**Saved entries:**

+---+

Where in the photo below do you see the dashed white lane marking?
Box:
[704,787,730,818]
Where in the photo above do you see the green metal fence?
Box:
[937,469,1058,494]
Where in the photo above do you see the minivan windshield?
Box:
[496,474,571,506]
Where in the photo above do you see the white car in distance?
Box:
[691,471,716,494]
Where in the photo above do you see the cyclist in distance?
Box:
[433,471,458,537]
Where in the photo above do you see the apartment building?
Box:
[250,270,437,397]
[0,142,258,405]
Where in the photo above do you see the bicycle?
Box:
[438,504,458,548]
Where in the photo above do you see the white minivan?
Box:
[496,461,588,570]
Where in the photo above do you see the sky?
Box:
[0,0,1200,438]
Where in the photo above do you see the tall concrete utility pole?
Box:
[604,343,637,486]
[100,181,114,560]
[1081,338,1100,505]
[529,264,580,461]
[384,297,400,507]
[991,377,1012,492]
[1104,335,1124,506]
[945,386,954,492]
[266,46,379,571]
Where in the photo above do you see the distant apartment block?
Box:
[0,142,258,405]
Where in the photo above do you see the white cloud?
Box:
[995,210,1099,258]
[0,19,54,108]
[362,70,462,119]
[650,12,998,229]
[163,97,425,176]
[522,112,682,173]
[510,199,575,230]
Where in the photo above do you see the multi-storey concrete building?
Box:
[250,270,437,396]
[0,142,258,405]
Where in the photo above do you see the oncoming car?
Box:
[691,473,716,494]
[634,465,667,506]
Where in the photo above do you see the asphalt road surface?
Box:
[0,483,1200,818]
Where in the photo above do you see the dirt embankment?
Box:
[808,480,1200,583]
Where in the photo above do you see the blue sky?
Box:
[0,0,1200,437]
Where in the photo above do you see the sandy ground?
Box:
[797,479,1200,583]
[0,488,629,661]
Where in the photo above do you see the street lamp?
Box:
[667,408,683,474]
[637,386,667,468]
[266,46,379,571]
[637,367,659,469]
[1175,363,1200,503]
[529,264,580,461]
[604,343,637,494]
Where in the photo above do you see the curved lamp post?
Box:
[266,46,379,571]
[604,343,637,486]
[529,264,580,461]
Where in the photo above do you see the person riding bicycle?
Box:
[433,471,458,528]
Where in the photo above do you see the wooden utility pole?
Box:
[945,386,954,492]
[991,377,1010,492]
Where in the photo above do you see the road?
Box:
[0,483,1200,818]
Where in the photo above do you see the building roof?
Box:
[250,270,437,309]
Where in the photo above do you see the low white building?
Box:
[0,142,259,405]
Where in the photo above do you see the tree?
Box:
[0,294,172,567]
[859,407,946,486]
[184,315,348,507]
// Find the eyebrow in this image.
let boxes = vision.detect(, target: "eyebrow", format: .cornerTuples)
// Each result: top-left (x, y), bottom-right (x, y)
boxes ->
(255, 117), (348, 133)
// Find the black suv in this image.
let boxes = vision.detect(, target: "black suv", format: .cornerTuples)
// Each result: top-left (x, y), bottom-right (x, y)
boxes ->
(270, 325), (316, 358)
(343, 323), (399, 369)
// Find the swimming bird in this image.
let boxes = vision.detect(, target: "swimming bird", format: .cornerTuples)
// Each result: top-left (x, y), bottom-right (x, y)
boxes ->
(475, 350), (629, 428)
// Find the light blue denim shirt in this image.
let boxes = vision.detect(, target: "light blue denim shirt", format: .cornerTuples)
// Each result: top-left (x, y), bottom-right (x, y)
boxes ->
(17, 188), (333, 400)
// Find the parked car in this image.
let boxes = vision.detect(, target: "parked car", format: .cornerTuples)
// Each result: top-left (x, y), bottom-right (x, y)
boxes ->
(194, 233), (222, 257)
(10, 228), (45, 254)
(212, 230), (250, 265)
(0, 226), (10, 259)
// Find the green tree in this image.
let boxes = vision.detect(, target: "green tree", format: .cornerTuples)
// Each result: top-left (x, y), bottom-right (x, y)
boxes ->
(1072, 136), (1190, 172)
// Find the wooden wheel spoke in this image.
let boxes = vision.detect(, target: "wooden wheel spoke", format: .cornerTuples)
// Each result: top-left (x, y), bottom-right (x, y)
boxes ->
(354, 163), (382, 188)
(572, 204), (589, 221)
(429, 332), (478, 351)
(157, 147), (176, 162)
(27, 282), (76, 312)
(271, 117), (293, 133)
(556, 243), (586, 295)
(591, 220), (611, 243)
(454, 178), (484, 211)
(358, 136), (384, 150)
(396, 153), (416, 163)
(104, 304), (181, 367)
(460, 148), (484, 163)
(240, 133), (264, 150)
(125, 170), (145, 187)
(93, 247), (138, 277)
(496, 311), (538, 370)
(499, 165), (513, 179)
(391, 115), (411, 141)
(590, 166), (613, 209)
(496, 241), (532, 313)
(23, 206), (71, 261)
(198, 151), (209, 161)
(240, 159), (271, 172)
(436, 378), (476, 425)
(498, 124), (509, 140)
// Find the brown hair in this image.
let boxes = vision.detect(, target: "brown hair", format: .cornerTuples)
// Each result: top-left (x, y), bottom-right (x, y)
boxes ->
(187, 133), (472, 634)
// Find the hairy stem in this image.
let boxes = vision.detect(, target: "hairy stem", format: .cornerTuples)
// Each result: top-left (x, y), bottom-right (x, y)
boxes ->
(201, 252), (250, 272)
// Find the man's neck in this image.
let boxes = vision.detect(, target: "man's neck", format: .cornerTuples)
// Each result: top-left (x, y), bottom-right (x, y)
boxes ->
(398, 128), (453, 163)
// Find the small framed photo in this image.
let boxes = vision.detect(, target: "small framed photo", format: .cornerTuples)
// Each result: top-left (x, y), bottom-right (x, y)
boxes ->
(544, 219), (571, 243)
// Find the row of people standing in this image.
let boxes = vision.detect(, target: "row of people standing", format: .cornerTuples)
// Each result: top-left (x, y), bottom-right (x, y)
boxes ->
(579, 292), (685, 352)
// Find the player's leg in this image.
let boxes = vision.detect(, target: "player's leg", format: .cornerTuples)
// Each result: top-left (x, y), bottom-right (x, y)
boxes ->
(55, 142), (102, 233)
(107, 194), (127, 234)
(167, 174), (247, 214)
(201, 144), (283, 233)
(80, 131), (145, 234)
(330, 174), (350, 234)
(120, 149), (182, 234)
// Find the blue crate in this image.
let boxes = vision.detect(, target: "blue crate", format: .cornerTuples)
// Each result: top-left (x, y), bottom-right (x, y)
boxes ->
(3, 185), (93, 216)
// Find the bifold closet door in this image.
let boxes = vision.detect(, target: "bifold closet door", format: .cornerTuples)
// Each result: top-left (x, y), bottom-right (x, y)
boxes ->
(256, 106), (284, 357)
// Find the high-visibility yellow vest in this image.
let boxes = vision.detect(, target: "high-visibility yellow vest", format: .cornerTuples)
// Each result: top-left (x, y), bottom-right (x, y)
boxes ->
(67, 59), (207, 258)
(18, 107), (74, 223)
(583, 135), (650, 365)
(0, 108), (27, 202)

+---+

**Written instruction:** Display each line of the material above that contains the word "white".

**Task result:**
Where in the photo below do you see the dashed white lane marking?
Where in the photo above do you see the white car in distance?
Where in the photo above do you see the white minivan?
Where in the photo above do you see the white cloud?
Where in the photo above do you see the low white building?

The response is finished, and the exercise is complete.